- **Source text**
As most of us are familiar with the common domestic cat (felis catus), fantasy felines often share traits with our whiskered household companions, though of course larger cats such as lions and tigers are often represented as well.
What is it about cats that make them so suited for Fantasy writing? Well, anyone who serves as staff to a cat could probably tell you: they're by turns inscrutable and communicative, mysterious and playful, relaxed and hyperactive. In short, there's plenty of opportunity to make them interesting, multi-leveled characters, and that's not even counting the ones that, in Fantasy stories, speak or act human-like.
While their canine counterparts have been companions to humans since before civilization, it's thought that the rise of civilization contributed to the partnership between human and feline. From a purely utilitarian perspective, they provided effective pest control: civilization required grain stores, rodents really liked stored grain, cats really liked eating rodents.

- **Given request A**
In the passage about fantasy felines, what practical service did cats provide once civilization arose?
The passage about cats and the listing that follows have no connection to each other.

- **Stored rows**
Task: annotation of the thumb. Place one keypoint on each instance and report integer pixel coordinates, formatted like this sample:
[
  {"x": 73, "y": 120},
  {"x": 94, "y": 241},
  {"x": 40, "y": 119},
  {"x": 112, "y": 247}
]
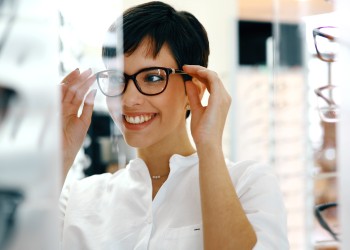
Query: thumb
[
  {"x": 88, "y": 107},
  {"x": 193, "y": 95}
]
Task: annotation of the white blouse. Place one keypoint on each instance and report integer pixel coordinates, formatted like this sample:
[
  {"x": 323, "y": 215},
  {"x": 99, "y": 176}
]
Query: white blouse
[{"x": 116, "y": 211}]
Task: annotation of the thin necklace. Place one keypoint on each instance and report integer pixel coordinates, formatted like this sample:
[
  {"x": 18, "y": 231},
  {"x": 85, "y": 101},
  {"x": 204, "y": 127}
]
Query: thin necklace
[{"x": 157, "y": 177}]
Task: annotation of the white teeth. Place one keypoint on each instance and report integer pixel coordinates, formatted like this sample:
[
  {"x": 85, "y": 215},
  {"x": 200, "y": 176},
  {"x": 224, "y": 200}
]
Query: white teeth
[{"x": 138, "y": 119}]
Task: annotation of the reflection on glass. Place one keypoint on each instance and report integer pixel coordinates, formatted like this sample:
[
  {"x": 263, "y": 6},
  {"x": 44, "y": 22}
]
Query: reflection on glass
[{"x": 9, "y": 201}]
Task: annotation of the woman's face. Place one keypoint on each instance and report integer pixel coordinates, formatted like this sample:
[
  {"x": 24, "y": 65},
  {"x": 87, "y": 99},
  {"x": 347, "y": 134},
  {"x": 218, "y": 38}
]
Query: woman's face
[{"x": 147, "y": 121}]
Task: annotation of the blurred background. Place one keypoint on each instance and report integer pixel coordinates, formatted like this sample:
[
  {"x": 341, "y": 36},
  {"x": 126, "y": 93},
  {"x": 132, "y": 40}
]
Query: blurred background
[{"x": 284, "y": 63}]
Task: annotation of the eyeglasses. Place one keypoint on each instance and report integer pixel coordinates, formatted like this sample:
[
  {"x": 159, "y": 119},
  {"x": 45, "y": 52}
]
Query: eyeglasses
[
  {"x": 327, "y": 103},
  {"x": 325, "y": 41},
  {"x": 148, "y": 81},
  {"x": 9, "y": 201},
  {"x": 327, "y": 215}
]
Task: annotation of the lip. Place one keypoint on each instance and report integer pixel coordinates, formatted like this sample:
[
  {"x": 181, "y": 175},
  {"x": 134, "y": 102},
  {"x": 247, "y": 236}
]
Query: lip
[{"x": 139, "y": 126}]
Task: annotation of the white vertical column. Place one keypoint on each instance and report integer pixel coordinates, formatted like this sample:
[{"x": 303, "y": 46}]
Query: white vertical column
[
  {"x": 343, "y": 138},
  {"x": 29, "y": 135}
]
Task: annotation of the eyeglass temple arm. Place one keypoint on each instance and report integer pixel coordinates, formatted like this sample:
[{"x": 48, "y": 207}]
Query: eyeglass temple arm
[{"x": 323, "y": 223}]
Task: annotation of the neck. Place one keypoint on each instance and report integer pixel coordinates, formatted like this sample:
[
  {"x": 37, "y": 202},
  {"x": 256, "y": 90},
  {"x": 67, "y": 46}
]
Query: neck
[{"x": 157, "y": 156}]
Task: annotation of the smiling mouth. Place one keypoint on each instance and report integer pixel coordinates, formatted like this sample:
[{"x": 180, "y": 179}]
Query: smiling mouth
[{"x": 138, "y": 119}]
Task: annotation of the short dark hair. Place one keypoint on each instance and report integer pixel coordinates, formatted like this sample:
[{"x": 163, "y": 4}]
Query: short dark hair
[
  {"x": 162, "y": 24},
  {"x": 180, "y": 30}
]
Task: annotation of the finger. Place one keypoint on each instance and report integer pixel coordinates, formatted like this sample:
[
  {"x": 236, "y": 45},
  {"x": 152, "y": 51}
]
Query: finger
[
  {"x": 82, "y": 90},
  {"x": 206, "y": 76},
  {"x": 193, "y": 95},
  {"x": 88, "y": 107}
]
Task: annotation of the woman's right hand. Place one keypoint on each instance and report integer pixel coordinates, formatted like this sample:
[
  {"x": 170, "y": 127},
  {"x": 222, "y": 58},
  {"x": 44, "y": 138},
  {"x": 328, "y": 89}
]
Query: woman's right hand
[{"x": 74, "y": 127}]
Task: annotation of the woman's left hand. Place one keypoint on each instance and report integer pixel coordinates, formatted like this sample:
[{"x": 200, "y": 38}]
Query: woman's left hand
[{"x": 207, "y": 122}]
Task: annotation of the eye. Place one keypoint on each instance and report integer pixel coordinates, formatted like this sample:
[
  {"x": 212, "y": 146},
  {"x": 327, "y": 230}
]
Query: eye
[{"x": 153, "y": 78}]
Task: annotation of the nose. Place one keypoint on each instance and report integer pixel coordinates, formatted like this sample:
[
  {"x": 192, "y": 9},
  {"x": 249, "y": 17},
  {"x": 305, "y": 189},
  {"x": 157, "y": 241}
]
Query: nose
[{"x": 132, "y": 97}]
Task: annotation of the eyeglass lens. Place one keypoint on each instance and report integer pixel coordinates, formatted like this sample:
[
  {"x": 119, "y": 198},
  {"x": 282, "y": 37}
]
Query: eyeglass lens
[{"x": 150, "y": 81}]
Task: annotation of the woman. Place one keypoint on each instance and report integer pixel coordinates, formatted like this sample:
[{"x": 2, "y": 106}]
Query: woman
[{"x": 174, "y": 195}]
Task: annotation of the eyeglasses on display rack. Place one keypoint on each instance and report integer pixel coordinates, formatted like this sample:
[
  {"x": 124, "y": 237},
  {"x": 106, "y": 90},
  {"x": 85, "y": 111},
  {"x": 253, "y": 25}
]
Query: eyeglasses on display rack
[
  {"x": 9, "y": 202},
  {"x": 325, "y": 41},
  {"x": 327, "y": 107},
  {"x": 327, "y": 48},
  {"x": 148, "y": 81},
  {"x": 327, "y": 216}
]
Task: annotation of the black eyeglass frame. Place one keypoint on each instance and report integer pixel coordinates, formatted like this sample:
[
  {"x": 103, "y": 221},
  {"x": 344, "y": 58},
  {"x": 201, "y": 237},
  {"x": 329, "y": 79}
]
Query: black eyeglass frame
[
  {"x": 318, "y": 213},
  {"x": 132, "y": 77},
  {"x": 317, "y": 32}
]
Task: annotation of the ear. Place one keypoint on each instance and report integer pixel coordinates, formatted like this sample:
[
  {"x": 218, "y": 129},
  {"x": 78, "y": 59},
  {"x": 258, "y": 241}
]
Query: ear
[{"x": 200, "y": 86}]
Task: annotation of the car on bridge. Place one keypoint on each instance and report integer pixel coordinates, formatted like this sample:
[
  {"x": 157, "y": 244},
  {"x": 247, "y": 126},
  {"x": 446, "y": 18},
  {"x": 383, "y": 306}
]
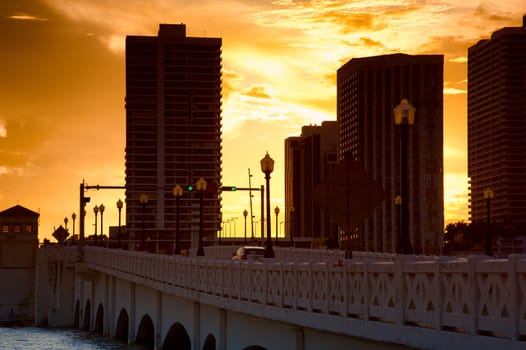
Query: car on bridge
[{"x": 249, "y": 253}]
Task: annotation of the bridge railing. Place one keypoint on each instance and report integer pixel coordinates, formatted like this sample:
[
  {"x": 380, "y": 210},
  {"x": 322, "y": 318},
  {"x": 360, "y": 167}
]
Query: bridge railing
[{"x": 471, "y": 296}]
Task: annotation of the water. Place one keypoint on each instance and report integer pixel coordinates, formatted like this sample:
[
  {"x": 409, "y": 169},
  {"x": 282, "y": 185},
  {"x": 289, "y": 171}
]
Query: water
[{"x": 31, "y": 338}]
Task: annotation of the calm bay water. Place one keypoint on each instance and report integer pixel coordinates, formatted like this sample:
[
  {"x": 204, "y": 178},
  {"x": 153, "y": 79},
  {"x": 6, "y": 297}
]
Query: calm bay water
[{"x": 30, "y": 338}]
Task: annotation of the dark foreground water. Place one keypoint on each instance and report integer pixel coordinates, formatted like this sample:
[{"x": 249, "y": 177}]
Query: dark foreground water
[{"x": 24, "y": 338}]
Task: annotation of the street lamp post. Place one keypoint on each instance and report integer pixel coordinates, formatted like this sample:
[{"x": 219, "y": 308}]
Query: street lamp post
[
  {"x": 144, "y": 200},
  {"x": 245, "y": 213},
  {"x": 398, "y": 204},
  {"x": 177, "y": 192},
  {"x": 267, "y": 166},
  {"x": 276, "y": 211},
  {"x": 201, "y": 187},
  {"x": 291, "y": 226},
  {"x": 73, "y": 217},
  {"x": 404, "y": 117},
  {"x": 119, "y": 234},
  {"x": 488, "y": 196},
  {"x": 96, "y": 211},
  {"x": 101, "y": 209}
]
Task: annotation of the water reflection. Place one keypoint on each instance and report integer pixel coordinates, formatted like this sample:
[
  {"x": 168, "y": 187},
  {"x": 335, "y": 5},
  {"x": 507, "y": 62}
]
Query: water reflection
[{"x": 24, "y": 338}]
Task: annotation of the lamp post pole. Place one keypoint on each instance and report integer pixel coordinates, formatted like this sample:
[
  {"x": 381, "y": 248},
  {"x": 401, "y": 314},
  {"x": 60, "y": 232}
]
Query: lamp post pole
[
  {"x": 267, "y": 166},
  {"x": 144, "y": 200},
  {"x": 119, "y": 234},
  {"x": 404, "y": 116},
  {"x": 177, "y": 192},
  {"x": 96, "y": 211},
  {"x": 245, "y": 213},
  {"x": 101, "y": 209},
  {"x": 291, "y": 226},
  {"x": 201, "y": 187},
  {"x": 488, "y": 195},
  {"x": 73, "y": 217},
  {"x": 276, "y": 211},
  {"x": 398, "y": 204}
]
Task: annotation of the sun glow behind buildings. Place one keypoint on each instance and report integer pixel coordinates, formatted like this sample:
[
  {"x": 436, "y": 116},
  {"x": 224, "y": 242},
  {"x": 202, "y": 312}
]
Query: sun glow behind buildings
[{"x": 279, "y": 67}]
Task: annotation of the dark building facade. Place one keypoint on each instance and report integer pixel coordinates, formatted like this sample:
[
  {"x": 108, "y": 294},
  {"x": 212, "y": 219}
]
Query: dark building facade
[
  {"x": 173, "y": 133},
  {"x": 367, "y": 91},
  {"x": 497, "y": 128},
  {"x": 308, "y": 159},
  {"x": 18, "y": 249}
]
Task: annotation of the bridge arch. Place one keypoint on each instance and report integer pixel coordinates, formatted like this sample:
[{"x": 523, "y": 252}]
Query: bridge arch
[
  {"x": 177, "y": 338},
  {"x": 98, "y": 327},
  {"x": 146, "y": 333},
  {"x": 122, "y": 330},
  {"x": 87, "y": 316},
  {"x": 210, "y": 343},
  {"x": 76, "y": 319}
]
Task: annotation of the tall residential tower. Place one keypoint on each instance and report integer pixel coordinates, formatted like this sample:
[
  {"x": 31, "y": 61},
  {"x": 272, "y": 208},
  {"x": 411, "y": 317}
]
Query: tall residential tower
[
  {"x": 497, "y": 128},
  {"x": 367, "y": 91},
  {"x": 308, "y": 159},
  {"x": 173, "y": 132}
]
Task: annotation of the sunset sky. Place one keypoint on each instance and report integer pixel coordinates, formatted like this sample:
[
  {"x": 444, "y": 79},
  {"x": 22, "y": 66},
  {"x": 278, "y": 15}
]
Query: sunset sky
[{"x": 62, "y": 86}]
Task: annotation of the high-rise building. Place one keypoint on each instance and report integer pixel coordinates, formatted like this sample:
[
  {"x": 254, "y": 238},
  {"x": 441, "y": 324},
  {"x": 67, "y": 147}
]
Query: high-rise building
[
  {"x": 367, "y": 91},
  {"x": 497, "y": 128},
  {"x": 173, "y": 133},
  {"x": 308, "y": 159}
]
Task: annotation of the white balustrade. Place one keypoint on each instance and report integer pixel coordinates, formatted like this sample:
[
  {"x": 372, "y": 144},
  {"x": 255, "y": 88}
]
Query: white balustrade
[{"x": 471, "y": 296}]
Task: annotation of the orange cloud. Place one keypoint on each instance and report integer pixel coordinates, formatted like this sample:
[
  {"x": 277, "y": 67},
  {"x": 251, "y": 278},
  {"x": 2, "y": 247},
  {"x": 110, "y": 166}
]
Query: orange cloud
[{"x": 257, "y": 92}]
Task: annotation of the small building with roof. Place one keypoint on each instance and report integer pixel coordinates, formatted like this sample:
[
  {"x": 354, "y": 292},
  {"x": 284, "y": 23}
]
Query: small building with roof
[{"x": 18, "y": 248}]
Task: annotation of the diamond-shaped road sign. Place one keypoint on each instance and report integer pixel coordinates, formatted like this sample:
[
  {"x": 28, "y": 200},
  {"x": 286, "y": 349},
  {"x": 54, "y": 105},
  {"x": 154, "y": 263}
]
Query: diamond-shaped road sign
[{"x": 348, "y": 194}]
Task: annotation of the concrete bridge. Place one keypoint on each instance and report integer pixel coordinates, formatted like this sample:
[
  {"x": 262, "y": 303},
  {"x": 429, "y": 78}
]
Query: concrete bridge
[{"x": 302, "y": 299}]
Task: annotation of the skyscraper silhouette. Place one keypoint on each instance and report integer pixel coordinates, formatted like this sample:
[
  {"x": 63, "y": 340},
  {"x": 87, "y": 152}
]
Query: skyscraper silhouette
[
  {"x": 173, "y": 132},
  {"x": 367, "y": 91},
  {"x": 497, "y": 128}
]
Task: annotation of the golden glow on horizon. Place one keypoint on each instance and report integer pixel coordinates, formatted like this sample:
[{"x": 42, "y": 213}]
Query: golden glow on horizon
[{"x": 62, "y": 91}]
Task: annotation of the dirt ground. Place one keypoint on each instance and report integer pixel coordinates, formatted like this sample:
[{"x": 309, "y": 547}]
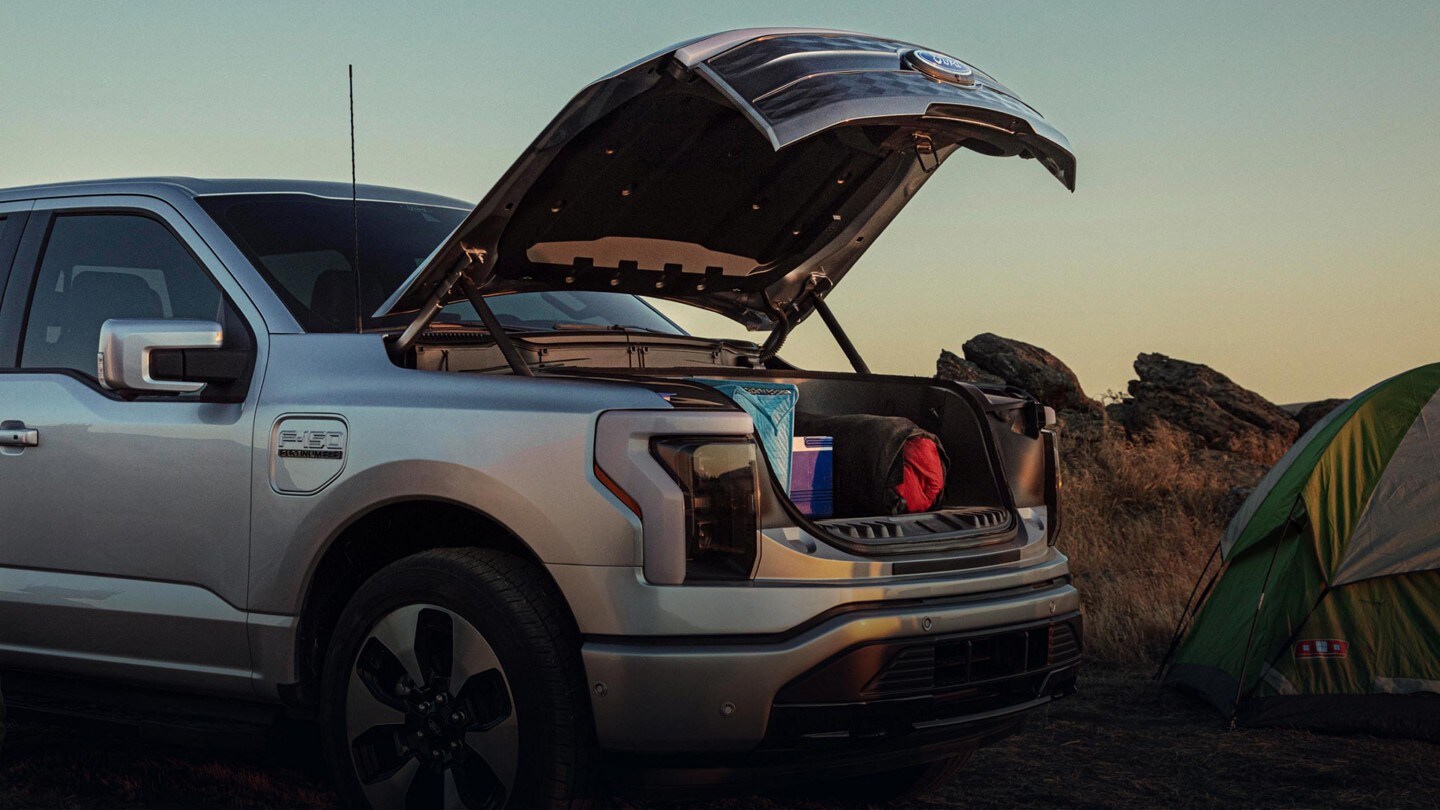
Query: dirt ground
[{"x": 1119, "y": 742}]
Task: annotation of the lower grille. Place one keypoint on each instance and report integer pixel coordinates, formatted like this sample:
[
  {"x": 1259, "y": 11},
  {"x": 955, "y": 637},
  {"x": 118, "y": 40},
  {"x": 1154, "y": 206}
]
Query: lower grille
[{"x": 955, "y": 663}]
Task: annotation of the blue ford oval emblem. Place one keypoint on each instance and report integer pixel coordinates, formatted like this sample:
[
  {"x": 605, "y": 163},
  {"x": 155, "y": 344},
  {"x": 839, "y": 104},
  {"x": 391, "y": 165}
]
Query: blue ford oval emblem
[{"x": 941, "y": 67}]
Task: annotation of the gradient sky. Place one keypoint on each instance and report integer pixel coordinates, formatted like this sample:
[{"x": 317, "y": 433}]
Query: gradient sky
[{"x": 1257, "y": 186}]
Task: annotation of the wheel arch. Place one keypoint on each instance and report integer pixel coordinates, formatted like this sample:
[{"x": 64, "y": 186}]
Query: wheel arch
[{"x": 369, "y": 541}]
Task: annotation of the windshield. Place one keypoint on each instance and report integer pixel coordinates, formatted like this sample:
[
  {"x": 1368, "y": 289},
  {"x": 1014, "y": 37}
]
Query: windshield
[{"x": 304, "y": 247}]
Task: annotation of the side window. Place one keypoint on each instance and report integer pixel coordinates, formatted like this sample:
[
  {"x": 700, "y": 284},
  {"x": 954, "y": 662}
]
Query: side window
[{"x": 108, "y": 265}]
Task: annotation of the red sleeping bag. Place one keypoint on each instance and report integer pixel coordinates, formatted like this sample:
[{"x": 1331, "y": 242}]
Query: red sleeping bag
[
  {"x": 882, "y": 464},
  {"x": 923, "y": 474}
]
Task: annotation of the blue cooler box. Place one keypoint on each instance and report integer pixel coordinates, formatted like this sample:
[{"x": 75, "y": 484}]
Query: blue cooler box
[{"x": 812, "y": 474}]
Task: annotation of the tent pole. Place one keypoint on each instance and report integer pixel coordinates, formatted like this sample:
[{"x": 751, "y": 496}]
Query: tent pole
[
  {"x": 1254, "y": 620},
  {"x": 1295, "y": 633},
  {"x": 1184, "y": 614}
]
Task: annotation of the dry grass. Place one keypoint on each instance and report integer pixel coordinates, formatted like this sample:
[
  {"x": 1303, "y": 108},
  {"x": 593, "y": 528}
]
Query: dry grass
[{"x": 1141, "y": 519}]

- **Given request B**
Count the lines of the listing that contain the string "thumb", matching case exactly, and reply with only the number.

- **Full answer A**
They provided effective pest control by eating the rodents drawn to stored grain.

- **Full answer B**
2